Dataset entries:
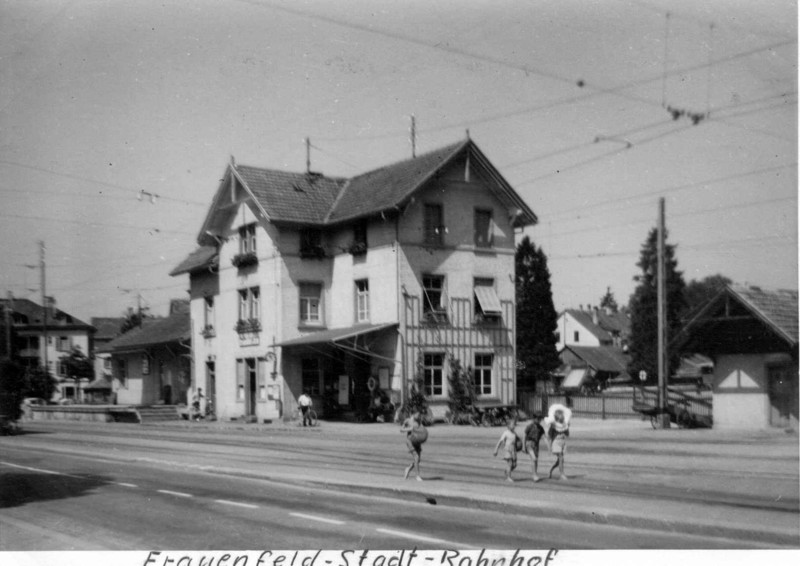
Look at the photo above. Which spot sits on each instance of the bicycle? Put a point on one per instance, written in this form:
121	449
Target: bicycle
297	416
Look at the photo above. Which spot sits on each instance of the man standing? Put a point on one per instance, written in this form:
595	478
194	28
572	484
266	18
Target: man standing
305	404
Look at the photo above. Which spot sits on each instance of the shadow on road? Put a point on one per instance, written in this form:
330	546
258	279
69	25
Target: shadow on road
21	488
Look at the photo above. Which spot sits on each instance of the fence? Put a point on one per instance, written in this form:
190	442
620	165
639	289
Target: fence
615	405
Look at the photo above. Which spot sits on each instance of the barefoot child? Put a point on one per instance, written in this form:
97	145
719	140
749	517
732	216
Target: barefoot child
416	435
508	440
533	435
557	432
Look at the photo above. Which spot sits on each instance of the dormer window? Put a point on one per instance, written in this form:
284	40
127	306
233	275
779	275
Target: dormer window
311	244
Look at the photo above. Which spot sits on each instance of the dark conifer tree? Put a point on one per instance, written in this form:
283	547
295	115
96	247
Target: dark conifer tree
536	317
643	345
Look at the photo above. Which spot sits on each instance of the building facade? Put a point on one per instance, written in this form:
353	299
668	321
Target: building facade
44	337
349	288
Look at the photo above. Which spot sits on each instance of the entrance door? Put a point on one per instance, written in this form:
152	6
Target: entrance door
251	384
782	395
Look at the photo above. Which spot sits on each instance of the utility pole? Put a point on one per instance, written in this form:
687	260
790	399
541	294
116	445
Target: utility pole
662	320
44	306
413	136
9	303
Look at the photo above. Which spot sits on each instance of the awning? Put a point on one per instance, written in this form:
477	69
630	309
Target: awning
336	334
488	299
574	378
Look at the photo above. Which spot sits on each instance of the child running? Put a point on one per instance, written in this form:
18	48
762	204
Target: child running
557	432
533	435
416	435
508	440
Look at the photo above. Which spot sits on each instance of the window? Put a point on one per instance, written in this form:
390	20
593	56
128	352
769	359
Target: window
208	313
247	239
359	245
433	296
483	228
311	303
487	304
249	304
311	244
433	372
482	374
122	372
310	374
362	300
433	230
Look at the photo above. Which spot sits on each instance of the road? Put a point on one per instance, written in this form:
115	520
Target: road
122	487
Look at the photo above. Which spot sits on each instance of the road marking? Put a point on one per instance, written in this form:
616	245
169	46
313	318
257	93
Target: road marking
41	471
415	536
175	493
315	518
236	503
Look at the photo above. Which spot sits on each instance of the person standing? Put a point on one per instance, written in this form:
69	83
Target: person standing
305	403
416	435
508	441
533	435
557	433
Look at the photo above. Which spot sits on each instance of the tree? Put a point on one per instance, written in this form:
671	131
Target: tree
608	301
698	293
537	319
39	383
78	366
643	345
12	388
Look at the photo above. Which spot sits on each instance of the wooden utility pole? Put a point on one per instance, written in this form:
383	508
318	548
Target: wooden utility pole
662	320
44	307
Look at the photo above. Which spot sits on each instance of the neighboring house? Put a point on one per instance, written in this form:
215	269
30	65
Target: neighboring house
152	363
107	330
593	327
593	368
63	331
347	288
751	335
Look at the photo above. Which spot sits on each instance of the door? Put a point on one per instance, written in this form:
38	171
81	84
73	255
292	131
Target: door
782	395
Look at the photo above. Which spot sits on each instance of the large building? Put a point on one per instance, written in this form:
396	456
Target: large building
348	288
44	336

EXERCISE OBJECTIVE: The answer must match the entries above line for line, with the pictures dropped.

RESPONSE TO THE EXERCISE:
Look at the photo above. Which spot sits on each instance of the bicycle? Put a point on one per instance, written in this form:
121	449
Target: bicycle
297	416
Look at the photo above. Which spot sits on each instance of the man standing? Put a point on one per instance, written in this form:
595	478
194	28
572	484
266	18
Target: man standing
305	404
Look at the photo above. Which spot sits on each instance of the shadow on road? Put a point on one per instance, written in this form:
330	546
258	279
69	25
Target: shadow on road
21	488
Look at the photo above. Which spot sits on each instance of the fence? Put a point on one per instance, written in this form:
190	442
620	165
639	289
Target: fence
615	405
Look at the photo above. Which spot sits on each instance of the barefoot child? Put a point on one per instance, written in this form:
97	145
719	140
749	517
732	216
Target: barefoot child
416	435
508	440
533	435
557	432
Look at the photo above. Which spot sits on each instance of the dormer window? Put a point on one per instance, written in this form:
284	40
127	306
233	275
779	275
Target: dormer window
311	244
Look at the photo above. Which spot sits on each instance of the dark conifer tree? Put a point on one per instance, written in this form:
283	547
295	115
96	247
Target: dark conifer tree
536	317
643	345
Look at the photo above. Which spot sits on each instance of the building facade? Put a point on one per instance, written in this form:
353	299
668	321
Target: building facade
44	337
349	288
Look at the photo above. Which spot sits on each instance of the entrance door? Put a point on one per instance, written in this form:
152	6
Target: entrance door
251	384
782	395
Look at the photo above. Which spot sits on each instance of the utility pole? Put a point on one per instance, written in this form:
687	260
790	399
541	294
116	445
Target: utility pole
662	320
44	306
413	136
9	303
Look at the photo above. Which spot sits on each instance of the awning? Put a point on one per instance, written in this form:
477	69
630	309
Target: awning
336	334
488	299
574	378
Look at the photo above. Which spot sits on each instance of the child running? Put a point on one per instance, written in this form:
18	48
762	204
Target: child running
557	432
533	435
416	435
508	440
Look at the photo above. Which spot sits on each instance of the window? Put a point on one per instance, written in this form:
390	20
593	56
128	352
769	359
Target: window
208	313
247	239
359	245
433	296
483	228
311	303
487	304
249	304
311	244
433	372
482	374
122	372
310	374
362	300
433	230
Look at the photo above. Which spot sits on each instance of the road? Put a point on one per instance, written in this form:
115	520
Target: road
122	487
Look at the photo above. Which spot sits on each instance of the road marking? Put a point on one per instance, written in this form:
616	245
169	46
313	318
257	93
Target: road marking
41	471
415	536
175	493
315	518
236	503
Look at the photo above. Which spot sits on each instance of the person standing? Put a point on one per instance, written in this form:
69	83
Target: person standing
305	403
416	435
508	441
533	435
557	433
Look at the photo above. Which spot sits on each instance of the tree? Put a point on one per instance, written in this form:
671	131
Target: tree
608	301
698	293
537	319
39	383
78	366
643	345
12	388
Look at the photo above. Which spot sits on each instance of the wooden utility pole? Put a point on one per instance, written in this form:
383	508
318	548
Target: wooden utility pole
662	320
44	307
Look at the photo above. Which spot sits on each instance of the neighboring house? Put a point on one per instance, written in this form:
215	269
30	65
Target: neighboring house
152	363
107	330
593	327
593	368
63	331
347	288
751	335
Look at the photo above. Which spot sits on each instance of the door? Put a point on one per instance, written in this form:
38	171
81	84
73	255
292	131
Target: door
782	395
Look at the photo above. Which spot sits on each instance of the large building? Put a point on one per instance, written in this form:
396	456
Target: large building
348	288
44	336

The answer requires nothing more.